Items listed in a dataset:
┌──
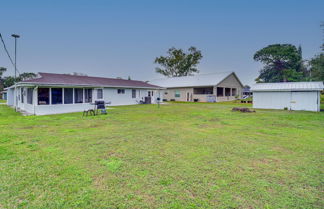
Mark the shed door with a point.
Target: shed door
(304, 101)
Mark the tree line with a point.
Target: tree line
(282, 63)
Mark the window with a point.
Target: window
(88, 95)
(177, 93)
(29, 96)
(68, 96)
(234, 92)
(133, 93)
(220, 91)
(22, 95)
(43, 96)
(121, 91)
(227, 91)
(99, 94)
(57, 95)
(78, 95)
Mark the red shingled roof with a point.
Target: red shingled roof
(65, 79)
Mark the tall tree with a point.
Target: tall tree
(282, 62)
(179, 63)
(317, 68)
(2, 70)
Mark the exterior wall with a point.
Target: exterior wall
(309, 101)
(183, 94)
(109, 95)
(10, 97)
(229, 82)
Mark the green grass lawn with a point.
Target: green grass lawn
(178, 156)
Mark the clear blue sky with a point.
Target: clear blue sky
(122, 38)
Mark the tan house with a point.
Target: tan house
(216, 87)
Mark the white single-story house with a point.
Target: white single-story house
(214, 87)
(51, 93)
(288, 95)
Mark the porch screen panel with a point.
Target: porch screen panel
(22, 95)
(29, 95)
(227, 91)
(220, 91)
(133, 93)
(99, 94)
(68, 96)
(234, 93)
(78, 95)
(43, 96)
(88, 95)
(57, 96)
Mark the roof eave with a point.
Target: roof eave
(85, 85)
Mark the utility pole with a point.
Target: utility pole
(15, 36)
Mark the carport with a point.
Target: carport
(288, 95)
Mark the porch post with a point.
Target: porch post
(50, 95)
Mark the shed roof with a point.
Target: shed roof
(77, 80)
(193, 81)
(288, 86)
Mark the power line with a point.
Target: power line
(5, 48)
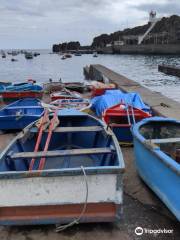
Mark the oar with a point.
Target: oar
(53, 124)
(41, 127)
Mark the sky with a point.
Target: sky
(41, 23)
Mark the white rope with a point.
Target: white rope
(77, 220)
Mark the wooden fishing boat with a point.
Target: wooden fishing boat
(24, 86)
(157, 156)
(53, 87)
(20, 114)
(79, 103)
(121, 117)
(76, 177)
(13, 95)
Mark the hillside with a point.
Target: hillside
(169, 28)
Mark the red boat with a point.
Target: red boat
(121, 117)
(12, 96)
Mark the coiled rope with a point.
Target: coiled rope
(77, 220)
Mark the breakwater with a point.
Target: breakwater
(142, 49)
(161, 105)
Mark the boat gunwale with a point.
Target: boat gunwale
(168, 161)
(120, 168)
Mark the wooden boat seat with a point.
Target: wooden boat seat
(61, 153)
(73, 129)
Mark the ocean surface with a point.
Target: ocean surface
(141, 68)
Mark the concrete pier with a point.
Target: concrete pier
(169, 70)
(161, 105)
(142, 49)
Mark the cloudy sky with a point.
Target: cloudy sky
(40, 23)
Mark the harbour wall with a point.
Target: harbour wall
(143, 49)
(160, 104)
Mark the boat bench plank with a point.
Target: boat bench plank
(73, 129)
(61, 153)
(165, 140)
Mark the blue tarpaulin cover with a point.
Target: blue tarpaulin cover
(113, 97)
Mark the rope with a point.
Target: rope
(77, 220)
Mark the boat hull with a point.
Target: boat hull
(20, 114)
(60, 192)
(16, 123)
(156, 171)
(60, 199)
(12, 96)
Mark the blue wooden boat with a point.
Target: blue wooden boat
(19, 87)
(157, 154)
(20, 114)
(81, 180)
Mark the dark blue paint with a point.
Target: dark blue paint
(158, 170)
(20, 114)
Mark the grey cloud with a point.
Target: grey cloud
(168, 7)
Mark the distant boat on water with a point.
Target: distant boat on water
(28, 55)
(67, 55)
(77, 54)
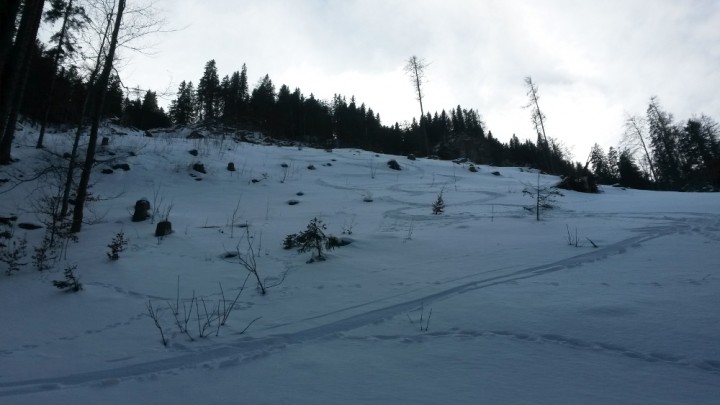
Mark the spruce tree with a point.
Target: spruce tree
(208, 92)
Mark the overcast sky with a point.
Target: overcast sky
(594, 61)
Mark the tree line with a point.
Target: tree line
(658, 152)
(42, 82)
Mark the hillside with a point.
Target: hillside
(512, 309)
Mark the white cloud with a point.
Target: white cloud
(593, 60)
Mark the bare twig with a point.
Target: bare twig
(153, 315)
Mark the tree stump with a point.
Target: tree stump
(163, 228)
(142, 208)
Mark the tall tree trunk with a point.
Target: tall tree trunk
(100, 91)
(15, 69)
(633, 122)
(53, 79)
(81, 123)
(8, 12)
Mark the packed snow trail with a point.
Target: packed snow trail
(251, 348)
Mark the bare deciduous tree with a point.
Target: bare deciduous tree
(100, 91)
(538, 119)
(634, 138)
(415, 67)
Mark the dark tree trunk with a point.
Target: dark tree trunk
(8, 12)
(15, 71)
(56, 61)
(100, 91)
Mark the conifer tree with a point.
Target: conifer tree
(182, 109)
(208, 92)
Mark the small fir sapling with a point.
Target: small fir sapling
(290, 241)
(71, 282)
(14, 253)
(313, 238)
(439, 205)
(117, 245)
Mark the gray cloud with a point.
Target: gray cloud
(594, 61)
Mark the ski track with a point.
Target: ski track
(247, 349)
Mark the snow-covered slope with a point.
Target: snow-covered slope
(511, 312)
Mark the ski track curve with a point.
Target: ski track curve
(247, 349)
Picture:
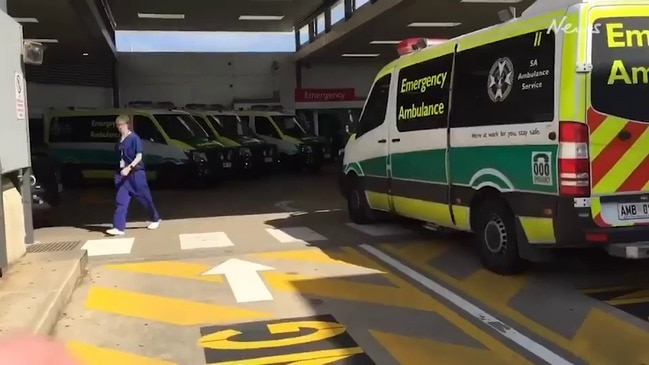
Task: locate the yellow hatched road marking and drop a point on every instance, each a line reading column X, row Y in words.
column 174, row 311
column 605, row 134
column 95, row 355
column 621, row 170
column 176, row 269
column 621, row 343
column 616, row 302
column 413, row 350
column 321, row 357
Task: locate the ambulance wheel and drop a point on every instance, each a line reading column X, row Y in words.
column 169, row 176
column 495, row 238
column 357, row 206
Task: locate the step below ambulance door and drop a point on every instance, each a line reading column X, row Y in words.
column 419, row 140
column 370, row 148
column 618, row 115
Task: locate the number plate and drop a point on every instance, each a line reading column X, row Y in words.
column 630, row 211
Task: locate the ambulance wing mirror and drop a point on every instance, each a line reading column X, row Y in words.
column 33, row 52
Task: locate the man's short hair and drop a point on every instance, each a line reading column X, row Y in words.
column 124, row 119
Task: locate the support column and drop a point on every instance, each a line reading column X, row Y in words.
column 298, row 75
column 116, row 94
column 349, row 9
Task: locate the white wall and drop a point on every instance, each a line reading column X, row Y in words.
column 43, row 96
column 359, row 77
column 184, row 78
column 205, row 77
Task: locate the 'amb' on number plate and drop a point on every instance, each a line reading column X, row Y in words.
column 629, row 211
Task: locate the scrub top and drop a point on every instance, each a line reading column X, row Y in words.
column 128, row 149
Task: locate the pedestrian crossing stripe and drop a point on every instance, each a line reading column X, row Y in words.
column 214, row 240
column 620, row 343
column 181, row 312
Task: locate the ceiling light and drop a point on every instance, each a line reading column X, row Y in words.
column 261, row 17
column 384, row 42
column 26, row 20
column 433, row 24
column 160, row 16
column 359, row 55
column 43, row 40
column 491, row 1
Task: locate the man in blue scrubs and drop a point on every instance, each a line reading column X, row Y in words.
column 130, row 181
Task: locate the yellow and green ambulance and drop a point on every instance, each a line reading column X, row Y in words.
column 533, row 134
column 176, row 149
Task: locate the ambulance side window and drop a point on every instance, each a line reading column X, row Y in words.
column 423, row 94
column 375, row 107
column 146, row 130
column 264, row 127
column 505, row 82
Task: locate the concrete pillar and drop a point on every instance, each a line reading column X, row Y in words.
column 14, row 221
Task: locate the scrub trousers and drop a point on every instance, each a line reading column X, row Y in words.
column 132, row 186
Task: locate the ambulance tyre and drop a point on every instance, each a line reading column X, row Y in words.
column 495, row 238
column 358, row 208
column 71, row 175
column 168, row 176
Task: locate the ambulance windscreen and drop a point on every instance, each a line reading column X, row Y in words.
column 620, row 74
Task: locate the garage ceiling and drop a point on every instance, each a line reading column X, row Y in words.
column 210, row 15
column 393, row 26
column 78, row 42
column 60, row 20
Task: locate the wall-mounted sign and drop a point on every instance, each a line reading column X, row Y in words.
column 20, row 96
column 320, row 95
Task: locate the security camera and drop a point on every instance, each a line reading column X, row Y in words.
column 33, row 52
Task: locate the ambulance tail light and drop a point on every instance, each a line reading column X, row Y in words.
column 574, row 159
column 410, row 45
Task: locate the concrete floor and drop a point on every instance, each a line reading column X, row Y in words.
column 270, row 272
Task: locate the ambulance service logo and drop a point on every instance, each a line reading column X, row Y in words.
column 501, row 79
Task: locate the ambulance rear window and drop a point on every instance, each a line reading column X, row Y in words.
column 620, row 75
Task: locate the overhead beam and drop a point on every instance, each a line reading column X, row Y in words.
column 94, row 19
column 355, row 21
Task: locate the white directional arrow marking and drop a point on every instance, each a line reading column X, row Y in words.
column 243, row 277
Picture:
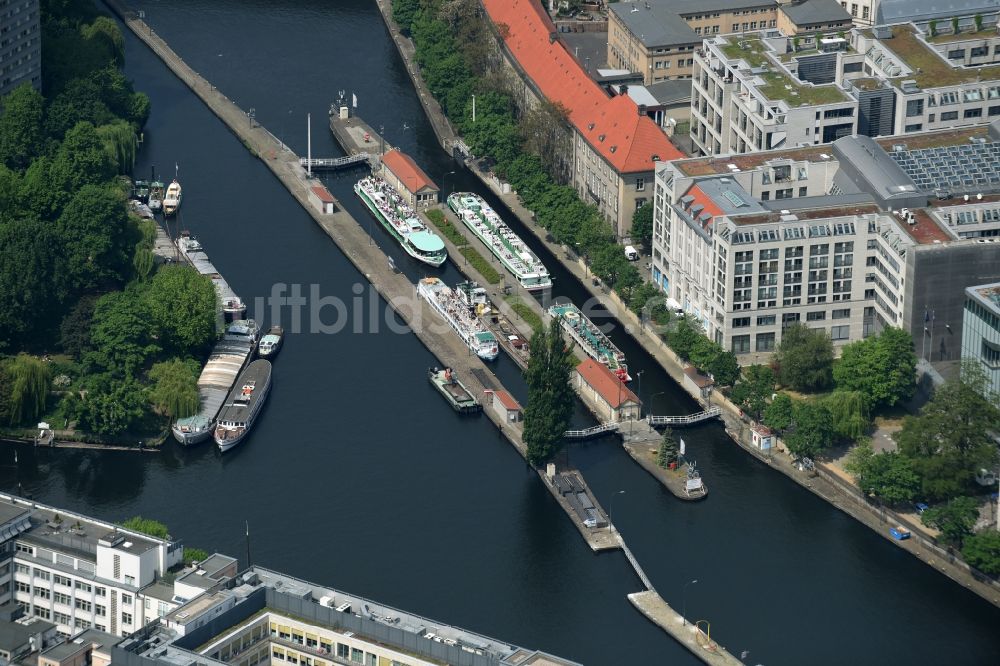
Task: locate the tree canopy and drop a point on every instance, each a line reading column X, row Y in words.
└──
The problem => Reproduce the entries above word for word, from the line containing "Mark the bare deciduous tree with a point." up to and including the line containing "column 321, row 357". Leave the pictures out of your answer.

Exercise response =>
Mark the bare deciduous tree with a point.
Target: bare deciduous tree
(100, 91)
(538, 119)
(634, 138)
(415, 67)
Mark the dark tree trunk with a point.
Target: dark tree trunk
(8, 12)
(15, 71)
(56, 61)
(100, 91)
Mark the conifer tree with a point.
Target: conifer tree
(182, 109)
(208, 92)
Mark the small fir sapling with a point.
Target: small fir sapling
(290, 241)
(71, 282)
(14, 253)
(313, 238)
(439, 205)
(117, 245)
Mark the gray cloud with a point.
Target: gray cloud
(594, 61)
Mark the ski track with a point.
Target: ski track
(247, 349)
Mark the snow-covered slope with a point.
Target: snow-covered slope
(511, 312)
Mark the ski track curve with a point.
Target: ski track curve
(247, 349)
Picture:
Task: locate the yellow hatched road marking and drop a point on every instance, each a line reading column X, row Y in words.
column 174, row 311
column 605, row 134
column 95, row 355
column 621, row 170
column 176, row 269
column 621, row 343
column 616, row 302
column 413, row 350
column 321, row 357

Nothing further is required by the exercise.